Problem description: Pull every line of the entries that has the word "blue".

Recorded data
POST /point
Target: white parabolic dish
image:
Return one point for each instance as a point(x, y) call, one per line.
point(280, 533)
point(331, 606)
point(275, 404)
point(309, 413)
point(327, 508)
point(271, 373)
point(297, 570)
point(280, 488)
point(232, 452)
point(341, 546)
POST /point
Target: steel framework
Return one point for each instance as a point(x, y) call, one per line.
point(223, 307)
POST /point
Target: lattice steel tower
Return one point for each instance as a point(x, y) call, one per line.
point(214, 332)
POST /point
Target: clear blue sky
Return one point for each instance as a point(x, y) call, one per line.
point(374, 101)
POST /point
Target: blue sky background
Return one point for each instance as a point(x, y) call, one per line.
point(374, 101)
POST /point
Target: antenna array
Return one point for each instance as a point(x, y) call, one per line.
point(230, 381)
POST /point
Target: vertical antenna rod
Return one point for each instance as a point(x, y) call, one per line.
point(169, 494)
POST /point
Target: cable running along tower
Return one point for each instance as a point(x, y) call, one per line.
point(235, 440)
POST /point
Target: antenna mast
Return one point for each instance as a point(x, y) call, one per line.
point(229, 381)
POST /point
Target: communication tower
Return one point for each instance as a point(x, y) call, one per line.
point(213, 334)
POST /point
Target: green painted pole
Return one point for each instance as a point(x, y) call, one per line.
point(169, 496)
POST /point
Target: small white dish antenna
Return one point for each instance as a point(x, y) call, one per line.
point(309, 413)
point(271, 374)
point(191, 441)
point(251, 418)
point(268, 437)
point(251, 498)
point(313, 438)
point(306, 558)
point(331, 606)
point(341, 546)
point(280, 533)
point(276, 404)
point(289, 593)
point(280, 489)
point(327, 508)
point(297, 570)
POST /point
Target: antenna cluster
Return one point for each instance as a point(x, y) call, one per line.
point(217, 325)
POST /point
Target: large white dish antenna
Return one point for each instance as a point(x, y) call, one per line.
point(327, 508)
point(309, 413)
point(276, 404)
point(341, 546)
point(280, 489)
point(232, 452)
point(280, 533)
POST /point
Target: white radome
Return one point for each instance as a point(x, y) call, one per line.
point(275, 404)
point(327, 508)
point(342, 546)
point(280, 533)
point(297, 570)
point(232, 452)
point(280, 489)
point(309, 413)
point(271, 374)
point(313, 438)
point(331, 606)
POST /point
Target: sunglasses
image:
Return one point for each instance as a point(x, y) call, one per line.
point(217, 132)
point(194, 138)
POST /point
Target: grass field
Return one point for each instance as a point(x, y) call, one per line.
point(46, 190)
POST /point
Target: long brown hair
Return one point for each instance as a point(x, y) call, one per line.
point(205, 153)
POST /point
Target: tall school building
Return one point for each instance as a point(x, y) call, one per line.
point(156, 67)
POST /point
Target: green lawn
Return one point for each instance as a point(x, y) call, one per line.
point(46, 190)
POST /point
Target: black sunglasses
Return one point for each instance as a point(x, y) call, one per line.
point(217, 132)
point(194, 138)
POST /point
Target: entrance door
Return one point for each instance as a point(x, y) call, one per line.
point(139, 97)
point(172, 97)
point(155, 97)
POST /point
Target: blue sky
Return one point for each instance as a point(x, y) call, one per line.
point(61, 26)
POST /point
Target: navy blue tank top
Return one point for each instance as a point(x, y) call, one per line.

Answer box:
Target: clear blue sky
Target: blue sky background
Target: blue sky
Target: navy blue tank top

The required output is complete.